▶ Esercizi da svolgere
a) Trascrivi integralmente il brano su Nomadland e sugli altri film della regista.
b) Nei record, a partire dalla riga che contiene "Would you confirm the presence of any metal" fino alla riga che contiene "89, 149, 117, 158", entrambe incluse, aggiungi 45 a ogni coordinata nelle risposte. Riscrivi soltanto quelle righe, comprese quelle senza coordinate da modificare.

▶ Testo fornito
Una mitologia che nei lavori della regista trova i suoi “eredi” negli outsider disagiati ed emarginati che popolano gli States rurali: dai nativi adolescenti di Songs My Brothers Taught Me al cowboy proletario di The Rider, fino ai nomadi semi-disoccupati di Nomadland, visti come i successori ideali dei pionieri dell’Ovest. In quest’ultimo caso, la storia è quella di Fern, una donna di mezza età che, dopo aver perso marito e impiego, si “trasferisce” nel suo camper recandosi di volta in volta in South Dakota, Nebraska, Arizona e California per cercare i lavori più disparati, da corriere per Amazon a cameriera in un fast food.

(Dati di rilevamento oggetti)
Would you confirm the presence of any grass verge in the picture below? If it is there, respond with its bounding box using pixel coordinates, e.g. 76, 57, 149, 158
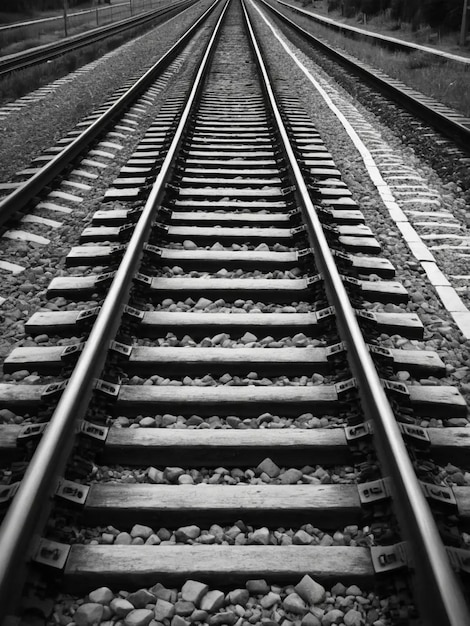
282, 0, 470, 117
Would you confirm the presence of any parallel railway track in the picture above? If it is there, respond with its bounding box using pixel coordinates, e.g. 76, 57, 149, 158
0, 3, 469, 626
0, 2, 196, 78
263, 0, 470, 151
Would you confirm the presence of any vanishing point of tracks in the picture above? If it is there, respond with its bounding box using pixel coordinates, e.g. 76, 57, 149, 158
0, 2, 470, 626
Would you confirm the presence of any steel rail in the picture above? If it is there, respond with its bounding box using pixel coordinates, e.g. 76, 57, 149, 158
0, 0, 218, 226
242, 0, 470, 626
0, 2, 229, 620
276, 0, 470, 65
255, 0, 470, 152
0, 0, 194, 78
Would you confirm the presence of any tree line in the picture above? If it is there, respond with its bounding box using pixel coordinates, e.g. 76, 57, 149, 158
328, 0, 463, 32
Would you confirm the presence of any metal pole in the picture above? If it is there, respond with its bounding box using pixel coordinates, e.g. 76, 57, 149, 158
459, 0, 468, 46
62, 0, 68, 37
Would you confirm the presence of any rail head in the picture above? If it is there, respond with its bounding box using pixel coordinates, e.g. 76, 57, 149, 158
0, 0, 229, 623
242, 0, 470, 626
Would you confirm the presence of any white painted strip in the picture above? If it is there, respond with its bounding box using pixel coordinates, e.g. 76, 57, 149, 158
70, 170, 99, 180
98, 141, 122, 150
80, 159, 109, 169
407, 209, 454, 217
400, 198, 441, 207
421, 233, 470, 241
0, 261, 26, 272
36, 202, 73, 213
47, 189, 83, 202
2, 230, 50, 245
413, 222, 461, 230
61, 180, 91, 191
250, 0, 470, 338
21, 215, 62, 228
89, 149, 117, 158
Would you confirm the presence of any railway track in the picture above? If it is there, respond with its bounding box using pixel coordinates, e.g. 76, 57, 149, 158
0, 2, 469, 626
0, 2, 196, 78
262, 0, 470, 152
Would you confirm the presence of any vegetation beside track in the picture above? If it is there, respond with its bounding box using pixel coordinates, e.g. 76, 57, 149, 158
276, 3, 470, 117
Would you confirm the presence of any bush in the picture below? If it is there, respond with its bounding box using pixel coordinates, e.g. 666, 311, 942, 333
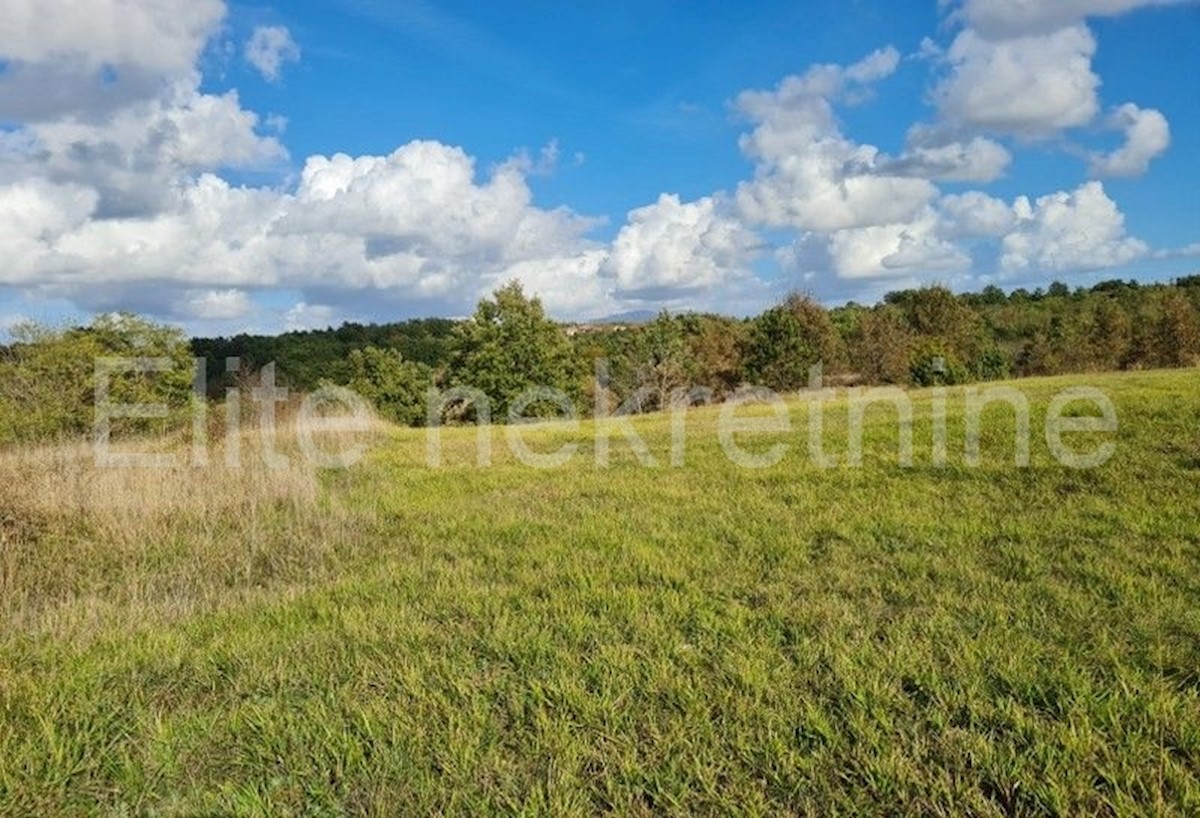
743, 295, 846, 391
908, 341, 967, 386
0, 314, 193, 443
349, 347, 433, 426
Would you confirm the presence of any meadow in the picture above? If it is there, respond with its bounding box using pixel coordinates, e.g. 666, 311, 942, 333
0, 369, 1200, 816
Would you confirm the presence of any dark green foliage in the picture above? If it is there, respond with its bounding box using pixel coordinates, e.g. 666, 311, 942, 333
851, 306, 913, 384
446, 282, 580, 420
192, 318, 456, 397
0, 313, 193, 443
744, 294, 846, 391
348, 347, 433, 426
908, 339, 967, 386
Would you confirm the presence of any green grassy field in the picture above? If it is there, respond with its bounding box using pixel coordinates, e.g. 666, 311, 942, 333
0, 371, 1200, 816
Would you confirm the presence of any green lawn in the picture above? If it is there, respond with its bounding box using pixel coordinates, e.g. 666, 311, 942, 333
0, 371, 1200, 816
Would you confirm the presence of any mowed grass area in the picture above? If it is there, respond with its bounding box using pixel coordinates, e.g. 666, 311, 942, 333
0, 371, 1200, 816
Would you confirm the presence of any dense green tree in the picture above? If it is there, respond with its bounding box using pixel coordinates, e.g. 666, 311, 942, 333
743, 294, 846, 391
348, 347, 433, 426
446, 282, 581, 420
1154, 291, 1200, 366
0, 313, 193, 441
851, 305, 913, 384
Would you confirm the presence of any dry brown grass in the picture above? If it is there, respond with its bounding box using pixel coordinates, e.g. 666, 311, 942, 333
0, 421, 382, 638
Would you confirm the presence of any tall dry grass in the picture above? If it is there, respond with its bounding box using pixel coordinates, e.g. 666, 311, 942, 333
0, 419, 383, 638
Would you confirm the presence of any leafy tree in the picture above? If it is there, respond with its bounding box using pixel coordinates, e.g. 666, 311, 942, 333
631, 312, 689, 409
446, 282, 581, 420
1046, 281, 1070, 299
1084, 299, 1133, 369
0, 313, 193, 441
908, 338, 967, 386
680, 314, 745, 397
851, 306, 913, 384
744, 294, 846, 391
349, 347, 433, 426
1156, 287, 1200, 366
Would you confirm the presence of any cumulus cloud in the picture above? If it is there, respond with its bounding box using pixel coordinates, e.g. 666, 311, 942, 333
829, 209, 971, 278
934, 24, 1100, 137
880, 126, 1013, 182
0, 76, 287, 216
1092, 103, 1171, 176
1001, 182, 1150, 273
737, 48, 937, 231
0, 0, 1170, 329
938, 191, 1016, 239
283, 301, 337, 332
958, 0, 1183, 38
175, 289, 253, 321
0, 142, 609, 316
602, 194, 762, 300
246, 25, 300, 83
0, 0, 226, 73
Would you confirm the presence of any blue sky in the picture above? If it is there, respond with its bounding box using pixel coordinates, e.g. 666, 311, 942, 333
0, 0, 1200, 333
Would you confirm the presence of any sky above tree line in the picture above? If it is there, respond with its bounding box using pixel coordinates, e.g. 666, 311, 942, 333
0, 0, 1200, 335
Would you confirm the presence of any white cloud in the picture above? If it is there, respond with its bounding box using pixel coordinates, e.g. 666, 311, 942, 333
1091, 103, 1171, 176
829, 209, 971, 278
959, 0, 1182, 38
246, 25, 300, 83
283, 301, 337, 332
602, 194, 762, 301
881, 125, 1013, 182
0, 0, 226, 73
0, 142, 614, 316
1000, 182, 1150, 272
176, 289, 253, 321
938, 191, 1016, 239
737, 48, 937, 233
0, 76, 287, 215
934, 24, 1100, 137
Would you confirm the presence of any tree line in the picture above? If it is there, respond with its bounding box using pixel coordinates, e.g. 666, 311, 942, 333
295, 276, 1200, 426
0, 276, 1200, 443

▶ Risultati per esercizio
a)
Una mitologia che nei lavori della regista trova i suoi “eredi” negli outsider disagiati ed emarginati che popolano gli States rurali: dai nativi adolescenti di Songs My Brothers Taught Me al cowboy proletario di The Rider, fino ai nomadi semi-disoccupati di Nomadland, visti come i successori ideali dei pionieri dell’Ovest. In quest’ultimo caso, la storia è quella di Fern, una donna di mezza età che, dopo aver perso marito e impiego, si “trasferisce” nel suo camper recandosi di volta in volta in South Dakota, Nebraska, Arizona e California per cercare i lavori più disparati, da corriere per Amazon a cameriera in un fast food.

b)
Would you confirm the presence of any metal pole in the picture above? If it is there, respond with its bounding box using pixel coordinates, e.g. 76, 57, 149, 158
504, 45, 513, 91
107, 45, 113, 82
Would you confirm the presence of any rail head in the picture above? If it is there, respond with its bounding box using pixel coordinates, e.g. 76, 57, 149, 158
45, 45, 274, 668
287, 45, 515, 671
Would you confirm the presence of any white painted strip in the picture above? If it is there, respond with its bounding box using pixel coordinates, e.g. 76, 57, 149, 158
115, 215, 144, 225
143, 186, 167, 195
125, 204, 154, 214
452, 254, 499, 262
445, 243, 486, 252
466, 278, 515, 286
45, 306, 71, 317
81, 247, 118, 258
92, 234, 128, 247
47, 275, 95, 290
458, 267, 506, 275
106, 225, 136, 236
295, 45, 515, 383
66, 260, 107, 273
134, 194, 162, 203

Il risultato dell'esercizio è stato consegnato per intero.